(Your objective) Please repeat the records beneath this task exactly as they appear, but skip the images.

(Recorded information)
┌──

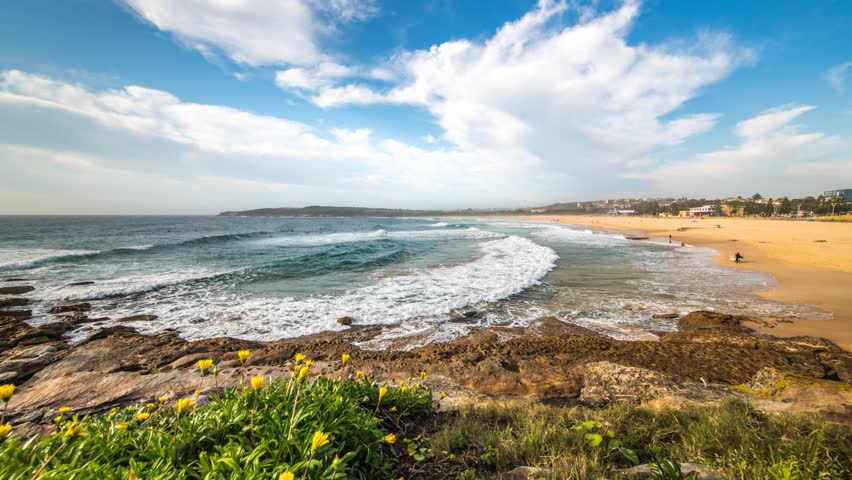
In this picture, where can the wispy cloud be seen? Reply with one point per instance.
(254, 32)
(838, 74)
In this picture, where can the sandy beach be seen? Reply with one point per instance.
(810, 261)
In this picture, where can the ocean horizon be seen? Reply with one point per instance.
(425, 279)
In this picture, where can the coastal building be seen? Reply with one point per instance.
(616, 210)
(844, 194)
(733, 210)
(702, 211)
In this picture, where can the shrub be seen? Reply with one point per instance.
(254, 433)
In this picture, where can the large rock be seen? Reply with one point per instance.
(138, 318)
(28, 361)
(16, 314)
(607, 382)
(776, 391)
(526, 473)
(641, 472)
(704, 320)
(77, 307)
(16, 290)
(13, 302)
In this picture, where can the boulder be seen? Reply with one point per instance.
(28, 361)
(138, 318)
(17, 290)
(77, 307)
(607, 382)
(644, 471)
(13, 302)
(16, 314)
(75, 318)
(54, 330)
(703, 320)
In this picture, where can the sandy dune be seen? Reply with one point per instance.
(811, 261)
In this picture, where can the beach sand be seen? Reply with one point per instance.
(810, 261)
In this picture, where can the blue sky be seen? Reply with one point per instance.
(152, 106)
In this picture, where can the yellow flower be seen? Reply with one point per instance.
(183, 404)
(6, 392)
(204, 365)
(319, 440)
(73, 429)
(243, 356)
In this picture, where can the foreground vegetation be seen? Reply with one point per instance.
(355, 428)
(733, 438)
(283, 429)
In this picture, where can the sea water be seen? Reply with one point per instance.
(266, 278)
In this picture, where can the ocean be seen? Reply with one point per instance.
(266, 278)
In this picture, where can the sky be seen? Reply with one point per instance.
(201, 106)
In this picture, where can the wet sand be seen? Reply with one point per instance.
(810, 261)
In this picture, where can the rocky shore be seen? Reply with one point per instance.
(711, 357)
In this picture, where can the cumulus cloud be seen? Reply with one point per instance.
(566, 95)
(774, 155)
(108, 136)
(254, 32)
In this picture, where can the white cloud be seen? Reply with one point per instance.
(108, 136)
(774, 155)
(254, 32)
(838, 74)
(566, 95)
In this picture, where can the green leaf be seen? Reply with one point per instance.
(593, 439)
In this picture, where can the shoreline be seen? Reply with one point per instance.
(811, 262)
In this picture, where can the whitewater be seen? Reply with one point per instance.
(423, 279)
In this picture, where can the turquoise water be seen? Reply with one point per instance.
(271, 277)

└──

(Your response)
In this picture, where can the wispy cloud be seen? Reply with one point per instance.
(254, 32)
(838, 74)
In this picture, where can the sandy beach be seen? Reply with one point per instance.
(810, 261)
In this picture, where can the ocean horizon be seen? Reply with one point per instance.
(425, 279)
In this picture, where can the coastal building be seen? Reply with one point per instance.
(616, 210)
(844, 194)
(733, 210)
(702, 211)
In this picture, where can the shrub be seen? Reply with one point per instance.
(254, 433)
In this picture, where can the large rock be seen? Reply with one point per instance.
(138, 318)
(28, 361)
(16, 314)
(607, 382)
(776, 391)
(526, 473)
(641, 472)
(704, 320)
(77, 307)
(16, 290)
(13, 302)
In this picture, where can the boulder be seen? Reply with one point per instance.
(28, 361)
(138, 318)
(17, 290)
(77, 307)
(607, 382)
(644, 471)
(13, 302)
(16, 314)
(75, 318)
(54, 330)
(703, 320)
In this picture, where can the sandy dune be seen? Reply with one point per instance.
(811, 261)
In this picture, where can the beach sand be seen? Reply with one point per instance.
(810, 261)
In this picture, where can the blue sky be seen? Reply with one point per instance.
(152, 106)
In this picture, where can the yellow flower be seen? Reply with one point per instance.
(183, 404)
(6, 392)
(204, 365)
(319, 440)
(73, 429)
(243, 356)
In this picture, where can the foreground vegetation be seen? Reply with one point per instance.
(355, 428)
(733, 438)
(283, 429)
In this picture, where can the sea water be seen? Reply with one point per instance.
(266, 278)
In this picture, where can the ocean be seen? Reply with one point per instance.
(266, 278)
In this picture, where can the sky be seen? Reply with one point per instance.
(201, 106)
In this picture, where can the wet sand be seen? Reply with one point per instance.
(810, 261)
In this picture, where can the rocky shore be seen? Reply with one point per instance.
(711, 357)
In this picture, where can the cumulus cloud be seen? Reply with one point per instance.
(566, 95)
(774, 155)
(108, 136)
(254, 32)
In this picture, where can the white cloud be seen? Reply with one point per instance.
(108, 136)
(774, 155)
(254, 32)
(838, 74)
(566, 95)
In this picture, where can the green leaf be seen? Reply with one point per instance.
(593, 439)
In this picture, where can the shoreline be seen? Reply with one point per instance.
(811, 262)
In this picture, where can the whitewater be seen? Reply with one point per instance.
(423, 279)
In this picture, where can the turquoise water be seen? Reply with one point per instance.
(271, 277)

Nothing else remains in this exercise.